> [Prompt]: Render the rows as a two-column CSV with the headers "prompt" and "response." Give one CSV line per row, with its text and its answer each in a single quoted field and line breaks turned into spaces. Begin at the start of the rows and stop after the line that contains "column 101, row 27", including that line.

#### Record extracts ####

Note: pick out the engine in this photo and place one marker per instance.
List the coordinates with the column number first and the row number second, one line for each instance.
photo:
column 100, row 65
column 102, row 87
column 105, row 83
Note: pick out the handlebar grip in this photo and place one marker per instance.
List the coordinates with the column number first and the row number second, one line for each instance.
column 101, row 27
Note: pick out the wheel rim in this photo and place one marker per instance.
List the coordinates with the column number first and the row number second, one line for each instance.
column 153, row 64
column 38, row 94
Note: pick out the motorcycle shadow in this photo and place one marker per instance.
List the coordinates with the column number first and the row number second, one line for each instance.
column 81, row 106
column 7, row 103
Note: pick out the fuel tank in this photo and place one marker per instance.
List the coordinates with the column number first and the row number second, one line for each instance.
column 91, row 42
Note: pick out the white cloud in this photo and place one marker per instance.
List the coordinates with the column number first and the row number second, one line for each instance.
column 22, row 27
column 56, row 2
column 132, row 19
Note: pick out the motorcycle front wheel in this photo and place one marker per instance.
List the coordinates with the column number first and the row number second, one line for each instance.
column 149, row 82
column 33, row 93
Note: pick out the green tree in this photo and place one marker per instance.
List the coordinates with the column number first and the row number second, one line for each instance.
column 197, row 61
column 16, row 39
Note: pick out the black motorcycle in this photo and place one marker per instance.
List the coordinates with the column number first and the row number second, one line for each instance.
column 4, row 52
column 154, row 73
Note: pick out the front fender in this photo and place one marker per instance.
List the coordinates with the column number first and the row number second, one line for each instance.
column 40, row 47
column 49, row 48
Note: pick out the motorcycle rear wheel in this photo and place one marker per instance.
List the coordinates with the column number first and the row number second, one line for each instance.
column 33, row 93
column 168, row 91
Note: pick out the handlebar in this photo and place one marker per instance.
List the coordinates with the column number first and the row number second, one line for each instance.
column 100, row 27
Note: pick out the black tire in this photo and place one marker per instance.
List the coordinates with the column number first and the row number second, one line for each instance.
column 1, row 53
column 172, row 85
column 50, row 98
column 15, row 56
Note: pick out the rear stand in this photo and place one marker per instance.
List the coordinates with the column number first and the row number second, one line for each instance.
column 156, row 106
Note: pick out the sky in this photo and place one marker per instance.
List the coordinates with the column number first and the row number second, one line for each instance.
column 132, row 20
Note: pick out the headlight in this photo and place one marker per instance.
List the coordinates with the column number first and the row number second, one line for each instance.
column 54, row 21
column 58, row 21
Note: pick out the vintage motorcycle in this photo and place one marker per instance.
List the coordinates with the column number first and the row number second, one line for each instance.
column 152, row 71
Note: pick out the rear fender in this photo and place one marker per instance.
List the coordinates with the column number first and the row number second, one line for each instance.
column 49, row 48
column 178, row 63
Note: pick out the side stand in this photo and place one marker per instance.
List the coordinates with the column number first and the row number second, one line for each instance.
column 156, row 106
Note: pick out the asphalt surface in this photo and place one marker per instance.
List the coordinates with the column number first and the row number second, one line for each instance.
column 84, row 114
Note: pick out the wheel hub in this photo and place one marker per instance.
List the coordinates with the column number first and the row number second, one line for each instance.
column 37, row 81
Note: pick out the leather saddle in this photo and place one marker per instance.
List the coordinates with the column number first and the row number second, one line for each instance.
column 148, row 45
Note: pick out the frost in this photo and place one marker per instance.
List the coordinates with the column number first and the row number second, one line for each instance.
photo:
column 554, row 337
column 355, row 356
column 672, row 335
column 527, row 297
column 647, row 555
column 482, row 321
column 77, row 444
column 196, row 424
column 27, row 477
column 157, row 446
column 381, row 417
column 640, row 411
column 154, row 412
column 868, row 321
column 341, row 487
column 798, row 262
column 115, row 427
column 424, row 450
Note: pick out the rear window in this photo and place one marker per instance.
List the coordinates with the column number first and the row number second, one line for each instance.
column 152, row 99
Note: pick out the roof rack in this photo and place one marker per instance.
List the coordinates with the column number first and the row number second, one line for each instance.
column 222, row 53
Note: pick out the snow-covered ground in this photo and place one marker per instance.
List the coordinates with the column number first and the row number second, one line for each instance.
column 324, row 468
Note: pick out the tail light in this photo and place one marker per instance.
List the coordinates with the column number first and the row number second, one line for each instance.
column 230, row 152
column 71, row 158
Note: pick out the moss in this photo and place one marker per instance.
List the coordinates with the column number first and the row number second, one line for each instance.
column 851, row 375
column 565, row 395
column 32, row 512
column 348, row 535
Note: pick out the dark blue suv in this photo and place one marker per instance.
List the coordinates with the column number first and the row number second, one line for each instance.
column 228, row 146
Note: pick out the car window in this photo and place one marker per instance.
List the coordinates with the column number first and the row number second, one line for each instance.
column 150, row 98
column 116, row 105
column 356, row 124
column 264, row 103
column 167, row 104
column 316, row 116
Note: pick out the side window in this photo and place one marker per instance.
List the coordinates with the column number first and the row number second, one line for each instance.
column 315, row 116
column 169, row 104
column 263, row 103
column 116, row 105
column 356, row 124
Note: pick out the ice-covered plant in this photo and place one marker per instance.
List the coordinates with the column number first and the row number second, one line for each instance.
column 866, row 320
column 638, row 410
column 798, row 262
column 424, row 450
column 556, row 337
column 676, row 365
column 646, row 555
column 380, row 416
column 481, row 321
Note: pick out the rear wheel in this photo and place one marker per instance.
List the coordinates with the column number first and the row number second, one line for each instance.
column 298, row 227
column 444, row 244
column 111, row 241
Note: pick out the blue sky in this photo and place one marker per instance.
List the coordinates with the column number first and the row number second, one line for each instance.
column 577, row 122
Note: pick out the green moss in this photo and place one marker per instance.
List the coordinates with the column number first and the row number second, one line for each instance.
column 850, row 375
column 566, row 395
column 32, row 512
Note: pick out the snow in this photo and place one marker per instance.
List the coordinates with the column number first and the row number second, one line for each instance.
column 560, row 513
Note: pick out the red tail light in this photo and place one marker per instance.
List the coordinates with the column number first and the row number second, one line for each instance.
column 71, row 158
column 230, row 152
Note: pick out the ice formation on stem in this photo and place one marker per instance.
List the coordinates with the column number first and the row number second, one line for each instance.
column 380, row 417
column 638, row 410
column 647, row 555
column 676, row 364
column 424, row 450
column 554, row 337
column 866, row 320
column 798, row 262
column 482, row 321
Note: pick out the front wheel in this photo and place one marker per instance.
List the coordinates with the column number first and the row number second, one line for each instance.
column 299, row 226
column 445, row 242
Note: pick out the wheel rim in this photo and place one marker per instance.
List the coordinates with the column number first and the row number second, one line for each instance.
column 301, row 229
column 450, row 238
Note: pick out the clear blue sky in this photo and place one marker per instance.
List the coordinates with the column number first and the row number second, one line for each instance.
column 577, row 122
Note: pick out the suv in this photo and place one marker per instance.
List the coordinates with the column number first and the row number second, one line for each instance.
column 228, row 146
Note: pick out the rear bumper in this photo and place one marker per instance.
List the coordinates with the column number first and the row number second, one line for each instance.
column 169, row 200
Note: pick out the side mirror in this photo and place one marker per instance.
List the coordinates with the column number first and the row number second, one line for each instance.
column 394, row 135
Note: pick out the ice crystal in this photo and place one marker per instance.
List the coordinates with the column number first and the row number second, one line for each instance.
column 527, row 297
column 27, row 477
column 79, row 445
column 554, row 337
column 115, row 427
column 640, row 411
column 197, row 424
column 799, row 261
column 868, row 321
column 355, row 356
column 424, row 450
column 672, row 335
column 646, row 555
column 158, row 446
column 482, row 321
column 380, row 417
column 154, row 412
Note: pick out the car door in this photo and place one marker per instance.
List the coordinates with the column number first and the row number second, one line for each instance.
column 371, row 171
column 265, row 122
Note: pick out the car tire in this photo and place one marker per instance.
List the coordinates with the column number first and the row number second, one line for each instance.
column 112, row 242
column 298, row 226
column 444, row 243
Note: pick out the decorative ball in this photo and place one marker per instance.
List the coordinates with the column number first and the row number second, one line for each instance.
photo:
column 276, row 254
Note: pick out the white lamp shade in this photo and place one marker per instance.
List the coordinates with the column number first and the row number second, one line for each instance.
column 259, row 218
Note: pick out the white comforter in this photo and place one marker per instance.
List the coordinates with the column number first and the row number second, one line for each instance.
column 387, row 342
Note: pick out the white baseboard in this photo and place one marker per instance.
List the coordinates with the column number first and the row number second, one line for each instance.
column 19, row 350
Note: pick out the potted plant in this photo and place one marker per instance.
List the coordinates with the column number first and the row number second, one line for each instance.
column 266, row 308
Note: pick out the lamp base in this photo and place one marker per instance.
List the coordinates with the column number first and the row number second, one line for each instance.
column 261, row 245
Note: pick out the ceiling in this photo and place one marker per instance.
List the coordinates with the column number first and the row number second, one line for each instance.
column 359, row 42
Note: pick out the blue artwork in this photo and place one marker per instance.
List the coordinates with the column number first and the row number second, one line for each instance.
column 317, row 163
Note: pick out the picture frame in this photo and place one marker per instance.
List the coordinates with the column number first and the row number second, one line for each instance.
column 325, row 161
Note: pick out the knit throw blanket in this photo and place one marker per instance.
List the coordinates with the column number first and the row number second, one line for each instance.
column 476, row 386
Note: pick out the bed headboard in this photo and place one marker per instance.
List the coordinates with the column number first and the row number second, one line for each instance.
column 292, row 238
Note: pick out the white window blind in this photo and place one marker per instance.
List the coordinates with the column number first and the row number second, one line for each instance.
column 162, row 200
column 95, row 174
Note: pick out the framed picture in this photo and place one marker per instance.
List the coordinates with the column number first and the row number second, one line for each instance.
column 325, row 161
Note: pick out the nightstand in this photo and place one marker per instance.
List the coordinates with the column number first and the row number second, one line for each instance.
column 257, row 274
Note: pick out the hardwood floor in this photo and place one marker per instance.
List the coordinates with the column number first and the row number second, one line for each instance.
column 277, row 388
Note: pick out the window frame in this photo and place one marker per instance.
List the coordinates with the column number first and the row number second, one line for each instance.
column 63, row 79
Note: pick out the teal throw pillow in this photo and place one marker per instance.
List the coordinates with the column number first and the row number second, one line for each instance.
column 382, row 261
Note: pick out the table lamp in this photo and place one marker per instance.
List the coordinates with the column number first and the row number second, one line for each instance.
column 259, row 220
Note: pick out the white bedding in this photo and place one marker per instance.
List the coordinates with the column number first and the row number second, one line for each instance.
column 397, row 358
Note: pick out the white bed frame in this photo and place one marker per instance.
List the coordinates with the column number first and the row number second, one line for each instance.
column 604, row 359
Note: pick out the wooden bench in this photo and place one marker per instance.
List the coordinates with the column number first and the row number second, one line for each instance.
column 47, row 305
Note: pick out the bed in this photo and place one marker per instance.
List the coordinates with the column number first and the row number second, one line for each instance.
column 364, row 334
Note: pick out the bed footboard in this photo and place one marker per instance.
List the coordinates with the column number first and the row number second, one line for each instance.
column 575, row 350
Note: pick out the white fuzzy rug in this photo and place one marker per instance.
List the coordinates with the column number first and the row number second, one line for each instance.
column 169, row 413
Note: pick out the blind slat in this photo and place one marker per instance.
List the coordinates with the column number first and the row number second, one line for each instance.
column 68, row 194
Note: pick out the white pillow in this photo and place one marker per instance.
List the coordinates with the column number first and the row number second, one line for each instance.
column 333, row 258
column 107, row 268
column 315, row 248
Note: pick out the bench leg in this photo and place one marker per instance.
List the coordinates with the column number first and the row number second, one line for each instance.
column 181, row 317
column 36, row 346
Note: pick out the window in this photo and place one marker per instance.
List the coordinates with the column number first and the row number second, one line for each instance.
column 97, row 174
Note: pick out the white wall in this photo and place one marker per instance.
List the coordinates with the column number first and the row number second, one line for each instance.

####

> [Solution for this problem]:
prompt,response
"Note: pick out the engine in this photo and place one marker per instance. List the coordinates with the column number first and the row number second, one line for each instance. photo:","column 100, row 65 column 102, row 87 column 105, row 83"
"Note: pick out the handlebar grip in this photo and place one marker per instance. List the coordinates with the column number first and the row number second, one line for each instance.","column 101, row 27"